__TASK DIRECTIONS__.
The entries that follow should be written out exactly.

*** Opening THE INPUT ***

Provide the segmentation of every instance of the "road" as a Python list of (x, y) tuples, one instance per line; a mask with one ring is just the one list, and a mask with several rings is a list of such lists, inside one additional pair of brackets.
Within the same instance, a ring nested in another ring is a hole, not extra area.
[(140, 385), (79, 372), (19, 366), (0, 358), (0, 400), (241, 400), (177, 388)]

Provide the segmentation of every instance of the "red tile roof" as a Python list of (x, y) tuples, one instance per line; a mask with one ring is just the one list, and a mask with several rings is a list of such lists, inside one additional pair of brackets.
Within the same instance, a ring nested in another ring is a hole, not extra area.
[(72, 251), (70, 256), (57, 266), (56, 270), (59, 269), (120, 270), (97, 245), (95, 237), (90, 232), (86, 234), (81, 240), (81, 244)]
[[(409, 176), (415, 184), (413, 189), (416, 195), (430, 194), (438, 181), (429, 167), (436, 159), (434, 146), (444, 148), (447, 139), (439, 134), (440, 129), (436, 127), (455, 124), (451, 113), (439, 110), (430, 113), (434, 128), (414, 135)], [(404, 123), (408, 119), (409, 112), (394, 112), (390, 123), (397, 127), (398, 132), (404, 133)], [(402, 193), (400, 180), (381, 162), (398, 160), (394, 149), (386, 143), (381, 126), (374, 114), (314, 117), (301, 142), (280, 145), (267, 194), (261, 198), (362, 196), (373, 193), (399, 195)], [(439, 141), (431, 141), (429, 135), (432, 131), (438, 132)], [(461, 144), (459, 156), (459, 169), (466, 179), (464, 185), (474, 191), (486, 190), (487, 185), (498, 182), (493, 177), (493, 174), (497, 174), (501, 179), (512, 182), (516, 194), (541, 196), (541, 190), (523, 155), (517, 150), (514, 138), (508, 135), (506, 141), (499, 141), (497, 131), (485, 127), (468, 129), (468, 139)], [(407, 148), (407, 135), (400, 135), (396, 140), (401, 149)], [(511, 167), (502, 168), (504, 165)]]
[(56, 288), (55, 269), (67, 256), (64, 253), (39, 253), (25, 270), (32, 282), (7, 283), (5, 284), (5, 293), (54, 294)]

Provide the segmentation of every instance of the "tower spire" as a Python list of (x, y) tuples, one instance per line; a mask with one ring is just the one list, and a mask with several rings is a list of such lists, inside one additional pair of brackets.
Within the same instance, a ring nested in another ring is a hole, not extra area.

*** Closing THE INPUT ***

__SOLUTION FOR THIS PROBLEM__.
Provide the segmentation of every instance of the "road" as a Python list of (x, y) tuples, one instance per line; a mask with one ring is just the one list, and a mask with several rings is a list of such lists, inside one additional pair of brackets.
Within the same instance, a ring nested in another ring is a hole, not extra area.
[(140, 385), (79, 372), (19, 366), (0, 358), (0, 400), (241, 400), (177, 388)]

Provide the segmentation of every instance of the "red tile roof" as a Python list of (x, y) tuples, one instance per line; a mask with one ring is just the one list, and a mask with several rings is a list of such lists, inside one additional pair of brackets.
Within the same instance, a ring nested in another ring is a hole, not extra area.
[(72, 251), (70, 256), (57, 266), (56, 270), (59, 269), (120, 270), (97, 245), (95, 237), (90, 232), (86, 234), (81, 240), (81, 244)]
[[(409, 176), (415, 184), (413, 189), (416, 195), (430, 194), (438, 181), (429, 167), (436, 159), (434, 146), (444, 148), (447, 139), (439, 134), (440, 129), (436, 127), (455, 124), (451, 113), (439, 110), (430, 113), (434, 128), (414, 135)], [(404, 123), (408, 119), (409, 112), (394, 112), (390, 123), (397, 127), (398, 132), (404, 133)], [(402, 193), (400, 180), (381, 162), (398, 160), (394, 149), (386, 143), (381, 126), (374, 114), (314, 117), (301, 142), (280, 145), (267, 194), (261, 198), (362, 196), (373, 193), (399, 195)], [(439, 141), (431, 141), (429, 135), (432, 131), (438, 132)], [(461, 144), (459, 156), (459, 169), (466, 179), (464, 185), (474, 191), (486, 190), (487, 185), (498, 182), (493, 177), (493, 174), (497, 174), (501, 179), (512, 182), (516, 194), (541, 196), (541, 190), (523, 155), (517, 150), (514, 138), (508, 135), (506, 141), (499, 141), (497, 131), (485, 127), (468, 129), (468, 139)], [(407, 148), (407, 135), (400, 135), (396, 140), (401, 149)], [(511, 167), (502, 168), (504, 165)]]
[(56, 288), (55, 269), (67, 256), (64, 253), (39, 253), (25, 270), (32, 282), (7, 283), (5, 284), (5, 293), (54, 294)]

Provide the segmentation of every instance of the "tower spire" as a Python list of (x, y) tuples, one instance per line; a mask with one ring is just the one list, and a mask with several rings is a list of such lists, inside one additional pair of brackets.
Within the same instance, a ring nested in another ring is a hole, not extra area.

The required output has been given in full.